> _Selected excerpt_
==============================

Valentine’s Day can be a challenge for some. It was for me… I wrote this twelve years ago and when I submitted it to The Christian Science Monitor, I sent it to Op-ed instead of their Home section. The Op-ed editor contacted me: “If Home doesn’t use this, I will. I’ve got a husband just like yours!”
Instead, we created our own romantic day
Date, The Christian Science Monitor
My husband, Hank, calls Valentine’s Day, a “Hallmark Holiday.” He feels it’s a commercial ploy to boost card sales, and I vividly remember my disappointment on our first Valentine’s Day as a married couple twenty-five years ago.
Valentine’s Day was on a Saturday that year. We were at home in our tiny apartment. My husband was upstairs in the den watching the UCLA Bruins play the Oregon Ducks in a tightly matched basketball game.
The doorbell rang. “I got a big box of Mrs. Field’s cookies,” I called out to my husband. “They just arrived special delivery!”
I rushed up the stairs to thank him for remembering me on this special day, but stopped halfway up after I read the card. “Happy Valentine’s Day to my new daughter-in-law. Love, Bob.”
Resigned, I pried open the box and continued up the stairs. “They’re from your dad,” I said with a sigh as I plopped down on the sofa next to him. I offered him a cookie and he took it without a second thought, then, noticed the disappointment on my face. “Look, I love you,” he told me. “But I’m not going to let a greeting card company tell me when to show it.”
“Sure,” I said, hugging the tin a little tighter.

==============================

> _Excerpted data_
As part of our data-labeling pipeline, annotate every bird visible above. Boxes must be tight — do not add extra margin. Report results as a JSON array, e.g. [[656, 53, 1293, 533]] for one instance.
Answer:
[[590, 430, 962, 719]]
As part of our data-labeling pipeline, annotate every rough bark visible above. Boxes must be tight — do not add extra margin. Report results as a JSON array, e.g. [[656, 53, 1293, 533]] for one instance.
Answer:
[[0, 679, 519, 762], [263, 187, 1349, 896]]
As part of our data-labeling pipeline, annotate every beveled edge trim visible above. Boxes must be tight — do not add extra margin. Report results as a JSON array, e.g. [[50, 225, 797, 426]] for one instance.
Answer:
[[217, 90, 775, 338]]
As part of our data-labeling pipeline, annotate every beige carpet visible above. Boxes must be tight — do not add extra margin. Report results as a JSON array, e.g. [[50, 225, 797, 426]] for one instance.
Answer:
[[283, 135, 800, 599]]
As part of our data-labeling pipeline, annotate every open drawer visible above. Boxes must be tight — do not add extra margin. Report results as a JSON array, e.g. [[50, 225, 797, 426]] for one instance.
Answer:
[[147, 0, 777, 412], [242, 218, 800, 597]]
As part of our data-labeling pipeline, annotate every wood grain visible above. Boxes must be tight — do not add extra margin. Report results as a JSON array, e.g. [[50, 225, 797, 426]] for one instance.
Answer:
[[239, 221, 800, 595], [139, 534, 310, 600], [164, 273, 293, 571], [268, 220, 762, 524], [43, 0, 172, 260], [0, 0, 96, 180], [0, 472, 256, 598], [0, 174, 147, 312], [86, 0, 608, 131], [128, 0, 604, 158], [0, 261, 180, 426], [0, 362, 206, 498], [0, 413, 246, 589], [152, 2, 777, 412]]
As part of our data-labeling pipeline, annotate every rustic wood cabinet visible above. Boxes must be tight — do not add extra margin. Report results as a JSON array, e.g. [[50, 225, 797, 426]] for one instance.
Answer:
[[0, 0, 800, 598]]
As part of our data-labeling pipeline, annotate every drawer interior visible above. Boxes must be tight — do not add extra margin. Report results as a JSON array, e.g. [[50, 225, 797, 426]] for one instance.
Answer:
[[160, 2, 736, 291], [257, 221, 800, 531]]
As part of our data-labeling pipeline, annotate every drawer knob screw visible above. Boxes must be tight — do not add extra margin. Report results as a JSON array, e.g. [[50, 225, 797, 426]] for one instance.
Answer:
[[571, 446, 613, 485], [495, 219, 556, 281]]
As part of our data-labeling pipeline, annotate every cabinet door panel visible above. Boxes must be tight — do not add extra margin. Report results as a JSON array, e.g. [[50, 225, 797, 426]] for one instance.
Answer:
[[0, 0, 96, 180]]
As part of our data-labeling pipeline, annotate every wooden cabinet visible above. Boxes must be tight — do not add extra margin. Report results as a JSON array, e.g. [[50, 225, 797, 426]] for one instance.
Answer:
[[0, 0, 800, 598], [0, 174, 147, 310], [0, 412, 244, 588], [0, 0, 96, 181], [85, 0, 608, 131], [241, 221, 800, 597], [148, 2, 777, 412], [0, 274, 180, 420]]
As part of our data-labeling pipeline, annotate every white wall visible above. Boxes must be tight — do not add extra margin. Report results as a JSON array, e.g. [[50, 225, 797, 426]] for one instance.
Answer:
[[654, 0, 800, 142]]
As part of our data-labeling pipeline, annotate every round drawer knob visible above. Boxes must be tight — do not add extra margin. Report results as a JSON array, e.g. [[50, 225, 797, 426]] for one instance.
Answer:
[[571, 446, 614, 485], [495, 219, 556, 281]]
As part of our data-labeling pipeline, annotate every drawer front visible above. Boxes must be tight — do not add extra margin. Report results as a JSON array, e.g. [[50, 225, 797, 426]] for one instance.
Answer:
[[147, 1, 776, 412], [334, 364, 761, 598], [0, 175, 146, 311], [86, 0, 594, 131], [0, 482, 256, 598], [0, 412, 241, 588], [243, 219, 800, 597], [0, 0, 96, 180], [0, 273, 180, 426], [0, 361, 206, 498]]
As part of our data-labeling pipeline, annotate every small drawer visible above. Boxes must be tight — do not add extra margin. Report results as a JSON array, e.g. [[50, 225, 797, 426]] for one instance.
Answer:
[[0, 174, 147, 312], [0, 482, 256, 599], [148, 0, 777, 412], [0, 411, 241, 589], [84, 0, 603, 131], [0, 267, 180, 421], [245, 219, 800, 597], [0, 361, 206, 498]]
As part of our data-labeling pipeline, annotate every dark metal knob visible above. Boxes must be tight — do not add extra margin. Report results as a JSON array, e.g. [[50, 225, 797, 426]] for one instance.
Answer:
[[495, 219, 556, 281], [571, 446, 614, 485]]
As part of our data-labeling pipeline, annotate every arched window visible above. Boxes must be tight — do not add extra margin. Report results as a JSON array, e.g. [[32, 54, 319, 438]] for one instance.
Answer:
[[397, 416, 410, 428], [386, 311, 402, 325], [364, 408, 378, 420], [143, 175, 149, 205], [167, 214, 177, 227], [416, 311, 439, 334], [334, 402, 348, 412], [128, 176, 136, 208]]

==============================

> _Given problem 1_
Summarize the Valentine's Day essay in two sentences.
> _Given problem 2_
Return the passage of the Valentine's Day essay starting with "I rushed up" and going on through "a little tighter.".
Work from the Valentine's Day essay alone.

> _Full output 1_
The writer's husband, Hank, calls Valentine's Day a "Hallmark Holiday" and sees it as a commercial ploy to boost card sales. On their first Valentine's Day as a married couple, the writer got a box of Mrs. Field's cookies that turned out to be from Hank's dad, and Hank said he loved her but would not let a greeting card company tell him when to show it.

> _Full output 2_
I rushed up the stairs to thank him for remembering me on this special day, but stopped halfway up after I read the card. “Happy Valentine’s Day to my new daughter-in-law. Love, Bob.”
Resigned, I pried open the box and continued up the stairs. “They’re from your dad,” I said with a sigh as I plopped down on the sofa next to him. I offered him a cookie and he took it without a second thought, then, noticed the disappointment on my face. “Look, I love you,” he told me. “But I’m not going to let a greeting card company tell me when to show it.”
“Sure,” I said, hugging the tin a little tighter.